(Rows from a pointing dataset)
···

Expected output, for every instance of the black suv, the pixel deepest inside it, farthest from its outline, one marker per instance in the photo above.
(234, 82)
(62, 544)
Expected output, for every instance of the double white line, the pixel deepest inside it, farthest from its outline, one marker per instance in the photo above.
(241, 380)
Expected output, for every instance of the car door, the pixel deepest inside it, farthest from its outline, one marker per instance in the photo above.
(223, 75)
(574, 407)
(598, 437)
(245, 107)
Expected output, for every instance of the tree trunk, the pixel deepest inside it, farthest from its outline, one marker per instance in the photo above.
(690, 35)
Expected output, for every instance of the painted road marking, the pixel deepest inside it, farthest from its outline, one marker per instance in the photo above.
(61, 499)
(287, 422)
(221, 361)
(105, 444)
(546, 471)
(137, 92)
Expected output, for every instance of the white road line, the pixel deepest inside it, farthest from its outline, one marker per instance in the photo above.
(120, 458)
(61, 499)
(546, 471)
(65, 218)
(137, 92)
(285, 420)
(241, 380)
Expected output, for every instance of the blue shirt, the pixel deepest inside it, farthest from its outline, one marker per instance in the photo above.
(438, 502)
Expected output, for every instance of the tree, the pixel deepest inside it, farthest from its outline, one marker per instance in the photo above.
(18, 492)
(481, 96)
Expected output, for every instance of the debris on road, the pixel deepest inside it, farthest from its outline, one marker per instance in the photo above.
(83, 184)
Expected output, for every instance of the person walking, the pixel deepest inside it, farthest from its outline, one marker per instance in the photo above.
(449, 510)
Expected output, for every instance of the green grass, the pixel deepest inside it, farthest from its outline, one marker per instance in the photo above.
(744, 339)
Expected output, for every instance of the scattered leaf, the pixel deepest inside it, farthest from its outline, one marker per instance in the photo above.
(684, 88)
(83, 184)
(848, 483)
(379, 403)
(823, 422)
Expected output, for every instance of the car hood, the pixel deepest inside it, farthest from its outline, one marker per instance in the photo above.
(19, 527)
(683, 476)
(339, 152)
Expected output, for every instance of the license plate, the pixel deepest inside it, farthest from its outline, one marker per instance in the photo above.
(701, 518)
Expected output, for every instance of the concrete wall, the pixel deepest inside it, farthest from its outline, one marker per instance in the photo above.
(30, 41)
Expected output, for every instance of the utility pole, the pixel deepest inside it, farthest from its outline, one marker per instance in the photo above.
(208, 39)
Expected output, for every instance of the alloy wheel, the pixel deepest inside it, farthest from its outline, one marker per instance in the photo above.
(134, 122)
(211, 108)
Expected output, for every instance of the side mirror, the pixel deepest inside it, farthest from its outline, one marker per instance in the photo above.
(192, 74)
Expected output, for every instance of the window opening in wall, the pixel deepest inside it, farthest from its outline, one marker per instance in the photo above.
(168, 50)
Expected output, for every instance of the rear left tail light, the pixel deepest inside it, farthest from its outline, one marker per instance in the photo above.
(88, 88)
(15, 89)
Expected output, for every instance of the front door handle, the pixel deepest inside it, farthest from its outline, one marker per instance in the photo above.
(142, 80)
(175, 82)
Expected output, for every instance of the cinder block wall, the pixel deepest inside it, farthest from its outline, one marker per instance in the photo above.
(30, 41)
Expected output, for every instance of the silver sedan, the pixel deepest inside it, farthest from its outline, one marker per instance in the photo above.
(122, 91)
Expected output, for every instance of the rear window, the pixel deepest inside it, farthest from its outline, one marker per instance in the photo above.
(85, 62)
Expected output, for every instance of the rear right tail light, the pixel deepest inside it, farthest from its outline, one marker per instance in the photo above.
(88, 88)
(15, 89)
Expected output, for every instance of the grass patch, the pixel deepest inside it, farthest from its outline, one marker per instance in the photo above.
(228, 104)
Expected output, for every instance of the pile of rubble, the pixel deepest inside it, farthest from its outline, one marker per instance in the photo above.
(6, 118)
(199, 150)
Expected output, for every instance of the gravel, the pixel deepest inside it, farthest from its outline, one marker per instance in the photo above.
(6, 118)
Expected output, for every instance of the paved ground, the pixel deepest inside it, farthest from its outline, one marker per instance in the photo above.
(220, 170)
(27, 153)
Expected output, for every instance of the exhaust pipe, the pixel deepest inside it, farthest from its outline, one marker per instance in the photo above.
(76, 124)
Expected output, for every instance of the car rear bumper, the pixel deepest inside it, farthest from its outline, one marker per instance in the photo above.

···

**What is being asked:**
Set down the entries above again, word for word.

**Reply to the task:**
Expected output, for every instance of the black suv, the pixel deepest inside it, farthest from its outline, one marker per instance in the photo above.
(234, 82)
(62, 544)
Expected output, for every instance of the double white line, the pixel deepest inside it, farthest from its outline, one marker per instance in the photo above.
(241, 380)
Expected output, for every instance of the car door, the pixel deepest inside it, farthest from its outline, one marker per instance in the photo above.
(223, 75)
(574, 407)
(598, 437)
(245, 107)
Expected output, for every instance of the tree trunk, the pixel deepest inside it, farthest from its outline, one marker per instance in the photo above.
(690, 35)
Expected output, for every instance of the painted road marking, the pixel deepest inside it, farthest from its outline, one marker per instance in the photo above.
(61, 499)
(287, 422)
(221, 361)
(105, 444)
(546, 471)
(137, 92)
Expected output, for every instance of the white road line, the pixel deepest inside it, farthest from its outline, one marker per instance in the photo above.
(120, 458)
(61, 499)
(546, 471)
(65, 218)
(137, 92)
(285, 420)
(241, 380)
Expected output, for every instance of the blue shirt, the pixel deepest inside it, farthest from its outline, one marker per instance in the photo above.
(438, 502)
Expected output, for every instance of the tree, the pixel deepest inside it, farthest from its outline, one marker per instance in the photo above.
(18, 492)
(481, 96)
Expected output, for every instance of the debris on road, the pixel deepest inside it, farthest from its outline, one marker per instance in the photo above.
(83, 184)
Expected output, for every instance of the person walking, the pixel deepest inside it, farthest from its outline, one marker per instance in the photo above.
(449, 510)
Expected output, for every instance of the green grass, the pixel deepest inside it, farthest from its outline, one marker per instance in the photo above.
(744, 339)
Expected output, for every instance of the scattered leaf, the pixel deepest inside it, farthest from its outline, one marker per instance in the photo above.
(684, 88)
(83, 184)
(848, 483)
(379, 403)
(823, 422)
Expected output, for every instance of the car hood, the pixel deepest inside it, farthest from its outline, one marker per instance in the photo above.
(19, 527)
(683, 476)
(339, 152)
Expected output, for every instance of the license plate, the pixel deepest inside it, farthest from its outline, one marker per instance in the photo above.
(701, 518)
Expected output, for every instance of the concrete wall, the pixel deepest inside it, farthest from its outline, one marker per instance in the photo above.
(30, 41)
Expected output, for every instance of the utility pole, the pixel deepest inside it, farthest from its outline, one marker per instance in the photo above.
(208, 39)
Expected output, for every instance of the alloy wheel, the pixel deepest inside it, farthest from its outline, one marker per instance in the photo above.
(134, 122)
(211, 108)
Expected output, for every instance of the side mirror, the pixel deepest inside it, farthest from its outline, one marker per instance in the photo above.
(192, 74)
Expected output, for every instance of the window opening in wall, the pixel deepest inside it, farthest from its outline, one marker per instance in the photo above.
(168, 50)
Expected output, for every instance of the rear left tail light, the pixel deepest inside it, farthest from its outline, one marker per instance in the photo above.
(88, 88)
(15, 89)
Expected output, for every instance of the front door handle, the pixel deepest inside it, farthest from its outline, one marker per instance in the photo above.
(142, 80)
(175, 82)
Expected output, for every instance of the cinder block wall, the pixel deepest inside it, farthest from its outline, one marker per instance in the photo above.
(30, 41)
Expected output, for every instance of the silver sedan, the pixel deepest inside it, farthest from its outline, one marker per instance in the photo above.
(122, 91)
Expected output, for every instance of the rear window, the pixel deepest inside it, farthest from its outline, one marker per instance in the photo above.
(85, 62)
Expected output, for every instance of the rear right tail light, the pixel deepest inside it, farthest from its outline, one marker per instance in the photo above.
(88, 88)
(15, 89)
Expected output, for every instance of the grass patch, the pixel deepest inside it, farthest from its outline, one marker per instance in the photo above.
(228, 104)
Expected output, for every instance of the pile of rubble, the pixel deepest inside it, farthest from its outline, one marker per instance in the photo above.
(6, 118)
(199, 150)
Expected output, for every instance of the gravel, the pixel deepest inside it, farthest from its outline, one marker per instance in the photo above.
(6, 118)
Expected output, for every instance of the paved ground, the pixel deepest inside it, farthest from its outline, one marker per instance in the photo above.
(220, 170)
(27, 153)
Expected output, for every instance of the exhaust pipe, the pixel deepest inside it, farthest from its outline, one marker per instance in the photo above.
(76, 124)
Expected output, for every instance of the car rear bumper, the pixel deepest inside it, farthest from its outline, one marker per instance in the photo above.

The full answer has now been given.